[DATA PROVIDED]
++++

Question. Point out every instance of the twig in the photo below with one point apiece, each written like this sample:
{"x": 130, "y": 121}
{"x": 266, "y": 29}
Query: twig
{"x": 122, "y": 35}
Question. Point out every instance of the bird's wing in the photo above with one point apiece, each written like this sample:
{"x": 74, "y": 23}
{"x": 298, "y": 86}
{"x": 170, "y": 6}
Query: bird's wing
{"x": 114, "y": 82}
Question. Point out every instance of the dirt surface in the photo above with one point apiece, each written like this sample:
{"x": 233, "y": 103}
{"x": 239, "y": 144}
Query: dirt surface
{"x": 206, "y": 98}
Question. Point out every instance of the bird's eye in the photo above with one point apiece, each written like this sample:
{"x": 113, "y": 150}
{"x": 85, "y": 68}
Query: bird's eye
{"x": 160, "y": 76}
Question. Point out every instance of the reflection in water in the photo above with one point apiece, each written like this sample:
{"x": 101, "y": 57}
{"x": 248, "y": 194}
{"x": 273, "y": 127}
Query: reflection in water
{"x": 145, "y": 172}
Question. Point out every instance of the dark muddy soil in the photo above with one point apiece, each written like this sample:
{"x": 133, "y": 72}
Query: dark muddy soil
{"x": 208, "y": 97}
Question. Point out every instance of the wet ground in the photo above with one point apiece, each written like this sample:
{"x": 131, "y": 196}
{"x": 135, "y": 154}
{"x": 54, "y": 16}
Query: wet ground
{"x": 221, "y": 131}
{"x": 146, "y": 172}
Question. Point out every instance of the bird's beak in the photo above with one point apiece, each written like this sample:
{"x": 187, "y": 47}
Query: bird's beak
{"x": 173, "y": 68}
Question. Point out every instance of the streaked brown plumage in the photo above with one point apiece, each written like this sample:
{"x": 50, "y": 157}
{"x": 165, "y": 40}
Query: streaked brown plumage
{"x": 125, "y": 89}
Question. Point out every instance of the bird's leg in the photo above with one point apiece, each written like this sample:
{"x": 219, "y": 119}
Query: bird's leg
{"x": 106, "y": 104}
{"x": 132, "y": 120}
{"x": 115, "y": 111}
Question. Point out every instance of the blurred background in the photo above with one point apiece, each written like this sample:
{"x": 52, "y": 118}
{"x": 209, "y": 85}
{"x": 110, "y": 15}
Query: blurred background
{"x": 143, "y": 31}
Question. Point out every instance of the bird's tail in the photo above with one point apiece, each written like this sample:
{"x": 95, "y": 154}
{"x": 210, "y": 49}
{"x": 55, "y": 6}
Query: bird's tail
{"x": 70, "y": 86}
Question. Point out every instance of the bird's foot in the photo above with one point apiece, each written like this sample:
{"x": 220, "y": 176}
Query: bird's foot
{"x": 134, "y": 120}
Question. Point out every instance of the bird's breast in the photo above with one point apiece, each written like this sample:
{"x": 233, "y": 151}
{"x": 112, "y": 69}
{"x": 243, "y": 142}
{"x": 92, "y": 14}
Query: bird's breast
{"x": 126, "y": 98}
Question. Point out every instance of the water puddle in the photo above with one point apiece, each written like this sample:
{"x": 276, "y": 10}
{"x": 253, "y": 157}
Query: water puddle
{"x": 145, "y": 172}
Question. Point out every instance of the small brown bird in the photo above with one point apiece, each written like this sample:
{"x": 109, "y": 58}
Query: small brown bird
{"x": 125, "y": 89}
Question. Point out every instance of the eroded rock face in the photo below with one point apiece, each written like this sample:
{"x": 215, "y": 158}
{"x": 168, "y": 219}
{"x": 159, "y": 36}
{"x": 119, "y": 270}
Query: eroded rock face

++++

[WHAT NEEDS TO BE DONE] Every entry must be output again exactly as it was given.

[ANSWER TO THIS TASK]
Question. Point out every instance of the twig in the photo below with one point apiece, each written like this sample:
{"x": 130, "y": 121}
{"x": 266, "y": 29}
Query: twig
{"x": 122, "y": 35}
Question. Point out every instance of the bird's wing in the photo above with one point apiece, each written like this sample:
{"x": 74, "y": 23}
{"x": 298, "y": 86}
{"x": 170, "y": 6}
Query: bird's wing
{"x": 114, "y": 82}
Question. Point out every instance of the dirt surface in the photo above with one point apiece, each written like this sample:
{"x": 233, "y": 103}
{"x": 239, "y": 144}
Query: dirt surface
{"x": 206, "y": 98}
Question. Point out every instance of the bird's eye in the photo above with one point apiece, each written like this sample:
{"x": 113, "y": 150}
{"x": 85, "y": 68}
Query: bird's eye
{"x": 160, "y": 76}
Question. Point out every instance of the reflection in water in the photo above with one point apiece, each written like this sample:
{"x": 101, "y": 57}
{"x": 248, "y": 194}
{"x": 273, "y": 127}
Query: reflection in water
{"x": 145, "y": 172}
Question. Point out every instance of the dark muddy soil in the photo above with one point apiece, each written like this sample:
{"x": 133, "y": 72}
Query: dark muddy soil
{"x": 208, "y": 97}
Question. Point out every instance of the wet ground in the photo above with one point apiece, each written like this sample:
{"x": 131, "y": 196}
{"x": 135, "y": 154}
{"x": 54, "y": 16}
Query: wet ground
{"x": 221, "y": 131}
{"x": 146, "y": 172}
Question. Point out every instance of the bird's beak in the photo above with one point apiece, each written like this sample:
{"x": 187, "y": 47}
Query: bird's beak
{"x": 173, "y": 68}
Question. Point out every instance of the streaked brown plumage in the photo above with one point apiece, each written like this sample:
{"x": 50, "y": 157}
{"x": 165, "y": 40}
Query: streaked brown plumage
{"x": 125, "y": 89}
Question. Point out every instance of the bird's leg in the photo above with one point apiece, each written like this sample:
{"x": 219, "y": 119}
Query: bird's leg
{"x": 106, "y": 104}
{"x": 132, "y": 120}
{"x": 115, "y": 111}
Question. Point out every instance of the blurred background in the photo above with one point apiece, each written like this sample:
{"x": 52, "y": 118}
{"x": 209, "y": 85}
{"x": 110, "y": 15}
Query: blurred background
{"x": 143, "y": 31}
Question. Point out every instance of the bird's tail in the photo above with one point apiece, each written like this sample:
{"x": 95, "y": 154}
{"x": 210, "y": 49}
{"x": 55, "y": 6}
Query: bird's tail
{"x": 70, "y": 86}
Question. Point out every instance of the bird's foot in the photo above with one point apiece, each written like this sample:
{"x": 220, "y": 176}
Query: bird's foot
{"x": 134, "y": 120}
Question. Point out every instance of the bird's breast in the photo above with one point apiece, each written like this sample:
{"x": 233, "y": 151}
{"x": 112, "y": 69}
{"x": 243, "y": 142}
{"x": 92, "y": 14}
Query: bird's breast
{"x": 126, "y": 98}
Question. Point out every instance of the water puddle in the photo above with one point apiece, each written like this sample:
{"x": 276, "y": 10}
{"x": 253, "y": 157}
Query: water puddle
{"x": 145, "y": 172}
Question. Point out every instance of the small brown bird in the photo above with one point apiece, each written like this sample:
{"x": 109, "y": 58}
Query: small brown bird
{"x": 125, "y": 89}
Question. Point out every instance of the eroded rock face in the photo below with one point apiece, each written like this sample:
{"x": 215, "y": 158}
{"x": 168, "y": 219}
{"x": 159, "y": 36}
{"x": 119, "y": 270}
Query: eroded rock face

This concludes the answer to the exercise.